* Start Working data *
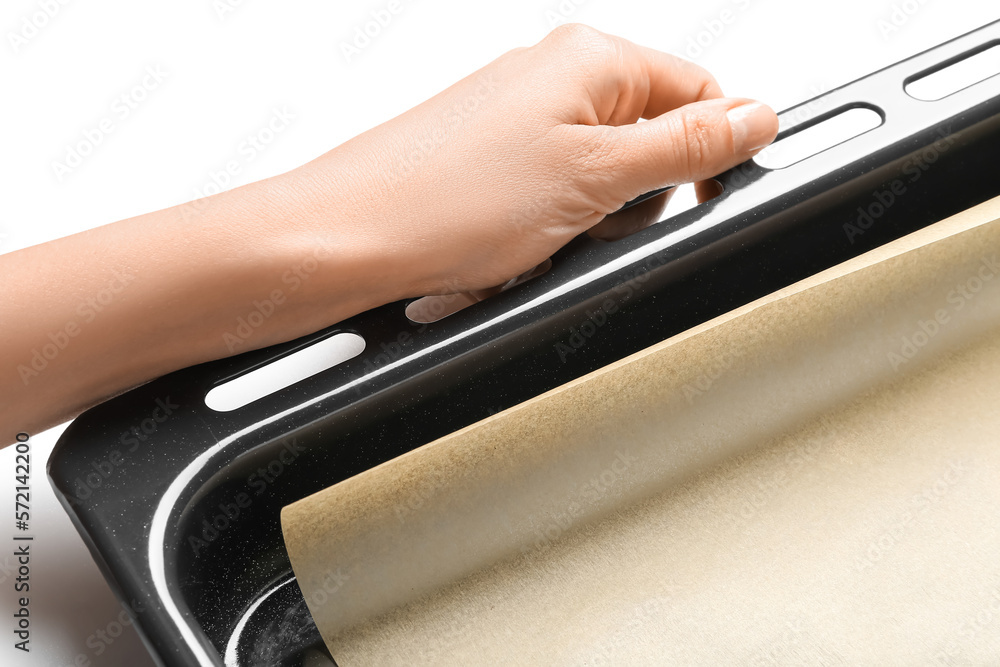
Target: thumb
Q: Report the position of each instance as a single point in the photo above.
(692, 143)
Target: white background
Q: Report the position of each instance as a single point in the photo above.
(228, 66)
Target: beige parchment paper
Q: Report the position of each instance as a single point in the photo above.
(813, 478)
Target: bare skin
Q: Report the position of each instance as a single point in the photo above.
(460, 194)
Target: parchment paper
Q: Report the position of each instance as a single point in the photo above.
* End Working data *
▶ [Task objective]:
Change "parchment paper" to "baking paper" throughout the items above and write them out again with everything else the same. Leave the pictures out.

▶ [Worked answer]:
Target: thumb
Q: Report the position of each instance as a single point in the photo above.
(692, 143)
Target: white background
Q: Report the position of each instance as a single point in the photo above.
(228, 66)
Target: beige baking paper
Q: Report the position of each instance as a single point in the photo above.
(813, 478)
Target: bare skin
Q: Report the position of each instance as a single point in the photo above.
(460, 194)
Target: baking paper
Q: Report the position of each instance as a single point in the photo above.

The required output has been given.